Data for processing Start Marker

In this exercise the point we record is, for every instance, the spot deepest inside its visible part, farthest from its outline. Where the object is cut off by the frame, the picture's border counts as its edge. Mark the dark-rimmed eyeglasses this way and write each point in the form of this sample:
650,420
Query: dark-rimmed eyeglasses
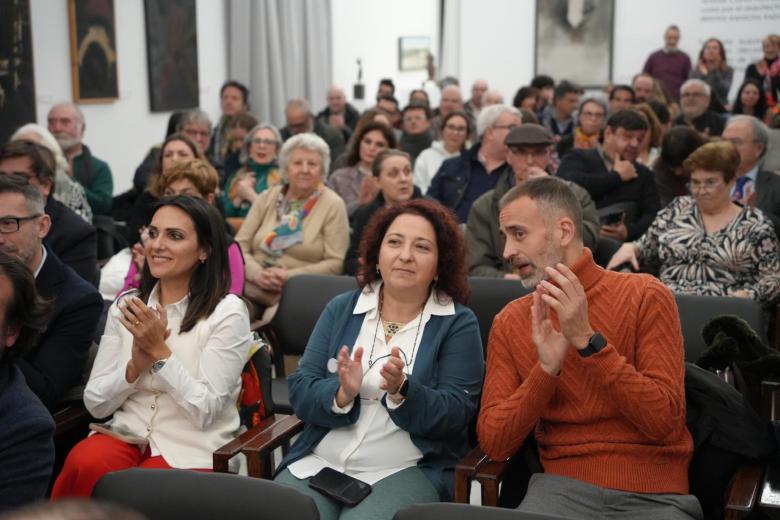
10,225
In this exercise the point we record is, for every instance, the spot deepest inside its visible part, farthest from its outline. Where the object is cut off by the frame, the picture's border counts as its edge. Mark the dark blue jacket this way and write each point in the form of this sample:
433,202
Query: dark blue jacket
443,390
450,182
26,447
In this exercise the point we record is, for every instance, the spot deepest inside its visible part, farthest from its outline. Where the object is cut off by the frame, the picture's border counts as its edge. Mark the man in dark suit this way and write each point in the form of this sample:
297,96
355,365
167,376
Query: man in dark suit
623,190
72,239
755,187
26,427
55,365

Data for processing End Marker

▶ _What you need to do_:
Find the word "every" in the records and pull out each line that has it.

▶ _Task solution_:
In this exercise the point we record is, for every instance, the spot deepest inside its visible part, farthest from its outline. Where the object is cut off by the frame, the picture's border counts as its edge. Mark the dark-rimmed eyeglasses this way and write each point in the form of this sample:
In this exercise the point we record is, for every instance, the spot deepest inside its visible part, farthest from its outline. Where the object is cut off by the frame, the picture's border counts as its edge. Mark the dark blue jacket this way and write each point in the form of this sample:
In this exercise the point we record is, for every instance, the spot deepest inside its visible part, farthest from its outline. Where the object is cut off by the frame, the picture's border counts as its edge. Mark the man in dark suit this way and write each point in the form of this sample:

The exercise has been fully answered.